## begin Passage shown

Delon Porcalla - The Philippine Star
House leadership undertakes minor reshuffle
Facade of the House of Representatives at the Batasan Complex in Quezon City.
The STAR / Michael Varcas, File photo

MANILA, Philippines — Nearly a month into the job, the leadership of the House of Representatives under Speaker Faustino Dy III has undertaken a minor revamp with the designation of four senior lawmakers.

During last week’s plenary deliberations, the House elected Rep. Ferdinand Hernandez of South Cotabato’s second district as one of the chamber’s deputy speakers, while Rep. Jan Padiernos of Galing ng Puso party-list was elected member of the House electoral tribunal.

Reps. Noel Rivera of Tarlac’s third district was designated chairperson of the House’s special committee on reforestation, while Ziaur-Rahman Alonto Adiong of Lanao del Sur’s first district was tasked to sit as chairperson of the House committee on suffrage and electoral reforms.

In a statement, Adiong said the committee will prioritize “bold, people-centered reforms: modernizing voting systems to combat disenfranchisement, enhancing transparency in campaign financing and safeguarding against foreign interference in our elections,” he said.

## end Passage shown
## begin Collected material

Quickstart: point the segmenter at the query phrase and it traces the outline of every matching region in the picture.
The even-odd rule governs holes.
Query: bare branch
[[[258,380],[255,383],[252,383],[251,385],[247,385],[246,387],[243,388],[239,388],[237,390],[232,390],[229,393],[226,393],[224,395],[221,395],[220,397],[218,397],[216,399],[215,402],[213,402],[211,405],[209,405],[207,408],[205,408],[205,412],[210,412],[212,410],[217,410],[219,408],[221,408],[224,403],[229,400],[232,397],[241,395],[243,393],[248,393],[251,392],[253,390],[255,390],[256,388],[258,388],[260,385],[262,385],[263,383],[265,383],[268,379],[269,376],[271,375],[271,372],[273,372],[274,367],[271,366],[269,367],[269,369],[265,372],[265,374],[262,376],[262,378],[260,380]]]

## end Collected material

## Problems to solve
1. Translate this sentence from the House reshuffle article into Spanish: "Nearly a month into the job, the leadership of the House of Representatives under Speaker Faustino Dy III has undertaken a minor revamp with the designation of four senior lawmakers."
2. Reproduce everything in the House reshuffle article from "During last week’s" down to "House electoral tribunal.", swapping "plenary deliberations" for "committee hearings".

## Answers to the problems
1. Casi un mes después de asumir el cargo, la dirección de la Cámara de Representantes bajo el presidente Faustino Dy III ha llevado a cabo una reorganización menor con la designación de cuatro legisladores veteranos.

2.
During last week’s committee hearings, the House elected Rep. Ferdinand Hernandez of South Cotabato’s second district as one of the chamber’s deputy speakers, while Rep. Jan Padiernos of Galing ng Puso party-list was elected member of the House electoral tribunal.